Line by line, the entries below are to be reproduced unaltered.

---------- DATA ----------

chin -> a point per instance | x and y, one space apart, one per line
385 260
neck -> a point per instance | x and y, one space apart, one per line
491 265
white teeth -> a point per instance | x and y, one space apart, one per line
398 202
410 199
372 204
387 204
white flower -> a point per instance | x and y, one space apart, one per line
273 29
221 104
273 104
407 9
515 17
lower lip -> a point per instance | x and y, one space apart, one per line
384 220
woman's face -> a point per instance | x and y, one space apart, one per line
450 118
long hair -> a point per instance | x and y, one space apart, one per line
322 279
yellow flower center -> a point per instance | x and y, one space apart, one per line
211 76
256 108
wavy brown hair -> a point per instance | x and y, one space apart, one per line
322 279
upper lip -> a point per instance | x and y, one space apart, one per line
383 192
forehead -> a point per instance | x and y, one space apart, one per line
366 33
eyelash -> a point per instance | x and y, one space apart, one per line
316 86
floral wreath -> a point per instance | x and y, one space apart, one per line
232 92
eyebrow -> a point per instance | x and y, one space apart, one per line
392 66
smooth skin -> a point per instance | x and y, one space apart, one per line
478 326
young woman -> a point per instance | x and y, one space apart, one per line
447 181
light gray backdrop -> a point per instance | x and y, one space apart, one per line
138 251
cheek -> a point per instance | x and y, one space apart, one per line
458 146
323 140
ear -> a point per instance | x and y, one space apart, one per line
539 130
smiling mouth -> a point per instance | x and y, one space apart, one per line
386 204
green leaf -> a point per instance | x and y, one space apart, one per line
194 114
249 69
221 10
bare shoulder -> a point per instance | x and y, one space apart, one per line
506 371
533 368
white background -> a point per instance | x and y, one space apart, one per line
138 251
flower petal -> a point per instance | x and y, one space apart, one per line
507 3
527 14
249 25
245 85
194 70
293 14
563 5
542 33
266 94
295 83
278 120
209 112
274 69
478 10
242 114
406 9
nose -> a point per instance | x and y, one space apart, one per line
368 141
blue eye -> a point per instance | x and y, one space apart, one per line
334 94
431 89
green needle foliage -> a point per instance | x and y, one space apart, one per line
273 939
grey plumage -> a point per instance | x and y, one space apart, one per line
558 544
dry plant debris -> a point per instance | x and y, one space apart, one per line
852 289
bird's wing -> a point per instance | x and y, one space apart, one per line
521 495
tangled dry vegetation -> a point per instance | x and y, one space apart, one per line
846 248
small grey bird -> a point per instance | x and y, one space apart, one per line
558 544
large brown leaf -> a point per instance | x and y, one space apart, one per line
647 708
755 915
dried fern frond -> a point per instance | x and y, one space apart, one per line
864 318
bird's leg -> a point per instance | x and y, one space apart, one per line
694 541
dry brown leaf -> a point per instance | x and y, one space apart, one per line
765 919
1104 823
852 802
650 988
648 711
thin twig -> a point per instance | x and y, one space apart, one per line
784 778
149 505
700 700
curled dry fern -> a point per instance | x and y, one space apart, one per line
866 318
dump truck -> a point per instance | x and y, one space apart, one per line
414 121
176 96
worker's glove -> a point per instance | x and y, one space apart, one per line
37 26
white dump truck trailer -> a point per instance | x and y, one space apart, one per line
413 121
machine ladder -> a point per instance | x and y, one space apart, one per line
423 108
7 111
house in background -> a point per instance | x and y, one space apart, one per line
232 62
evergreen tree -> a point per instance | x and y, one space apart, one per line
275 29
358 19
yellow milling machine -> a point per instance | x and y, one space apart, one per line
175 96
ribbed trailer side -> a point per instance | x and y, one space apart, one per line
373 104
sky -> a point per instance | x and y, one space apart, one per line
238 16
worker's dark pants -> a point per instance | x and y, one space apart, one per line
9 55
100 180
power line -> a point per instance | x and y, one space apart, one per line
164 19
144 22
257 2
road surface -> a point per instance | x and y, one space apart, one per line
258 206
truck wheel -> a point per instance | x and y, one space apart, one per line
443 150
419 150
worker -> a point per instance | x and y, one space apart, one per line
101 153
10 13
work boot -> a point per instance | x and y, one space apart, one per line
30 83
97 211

----------

THE COMPLETED TASK:
chin -> a point per instance | x and y, one space apart, one per line
385 260
neck -> a point per instance | x and y, one space apart, one per line
491 265
white teeth -> a point per instance | x and y, one space apart, one per line
398 202
410 199
372 204
387 204
white flower -> a point per instance | x and y, one space apart, one per line
273 29
221 104
273 104
407 9
515 17
lower lip -> a point per instance | x and y, one space apart, one per line
384 220
woman's face -> a point per instance | x and y, one space apart, one per line
450 118
long hair -> a point per instance | x and y, one space apart, one per line
322 279
yellow flower center -> a point per instance | x and y, one space apart, one per line
211 76
256 108
wavy brown hair -> a point per instance | x and y, one space apart, one per line
322 279
upper lip -> a point per instance | x and y, one space apart, one per line
383 192
forehead -> a point per instance | x and y, one space apart, one per line
366 33
eyelash -> a point per instance | x and y, one space apart, one per line
316 86
floral wreath -> a point per instance | x and y, one space apart, one per line
232 92
eyebrow -> a point per instance | x and y, one space apart, one per line
392 66
smooth skin -> a point per instance | x and y, one space apart, one per line
478 326
young woman -> a point per instance | x and y, one space apart, one per line
447 181
light gray backdrop -> a point per instance | x and y, one space apart, one per line
138 251
cheek -> a point per instance | x and y, one space apart, one per line
458 146
323 140
ear -> a point per instance | x and y, one space apart, one per line
539 130
smiling mouth -> a point per instance | x and y, one space apart, one per line
386 204
green leaf -> a point per instance | x and y, one space apart, one per line
194 114
249 69
221 10
bare shoulder -> a point per instance | x and y, one space apart, one per line
506 371
533 368
white background -> a point per instance | x and y, one space apart, one per line
138 251
flower petal -> a point per instance | x and y, one space apart, one per line
507 3
527 14
249 25
245 85
194 70
293 14
563 5
542 33
266 94
295 83
278 120
209 112
274 69
478 10
242 114
406 9
nose -> a point per instance | x and y, one space apart, one per line
368 141
blue eye -> a point per instance | x and y, one space apart, one per line
334 94
431 89
green needle foliage -> a point per instance | x and y, one space apart, one per line
273 939
grey plumage -> a point per instance | x and y, one space apart, one per line
558 544
dry plant debris -> a point per instance | x and y, one space apart, one per line
852 289
bird's wing -> a point per instance | x and y, one space apart, one per line
521 495
tangled dry vegetation -> a point per instance | x and y, one space apart, one per line
846 248
small grey bird -> a point per instance | x and y, one space apart, one per line
558 544
large brown leaf -> a point per instance | x and y, one space apart, one per line
647 708
755 915
dried fern frond -> a point per instance | x and y, one space apart, one per line
864 318
bird's leg -> a point per instance | x and y, one space apart, one per line
694 541
dry brown leaf -> a point per instance | x and y, one space apart, one per line
765 919
1104 823
852 802
650 988
648 711
thin twig -> a point per instance | x and y, one space apart, one per line
784 778
149 505
700 700
curled dry fern -> a point per instance | x and y, one space apart, one per line
866 318
dump truck -> a point per instance | x and y, one space apart, one per line
414 121
176 96
worker's glove -> a point per instance | x and y, one space apart, one per line
37 26
white dump truck trailer -> a point per instance | x and y, one space apart, one per line
413 121
machine ladder -> a point per instance | x and y, one space apart, one per line
423 108
7 111
house in background -> a point per instance | x and y, one space apart, one per line
232 62
evergreen tree -> a point per instance | x and y, one space apart, one per line
275 29
358 19
yellow milling machine -> a point per instance | x and y, one space apart, one per line
175 96
ribbed trailer side -> a point per instance | x and y, one space apart, one per line
373 104
sky -> a point per instance | x and y, one space apart, one per line
238 16
worker's dark pants -> a point per instance | x and y, one space apart, one per line
9 55
100 180
power line -> a point per instance | x and y, one space apart, one per line
164 19
144 22
257 2
road surface -> a point per instance | x and y, one space apart, one per line
258 206
truck wheel -> a point per instance | x and y, one space apart, one per line
443 150
419 150
worker -> a point per instance | x and y, one space apart, one per line
101 153
10 13
work boot -> a point per instance | x and y, one space apart, one per line
30 83
97 211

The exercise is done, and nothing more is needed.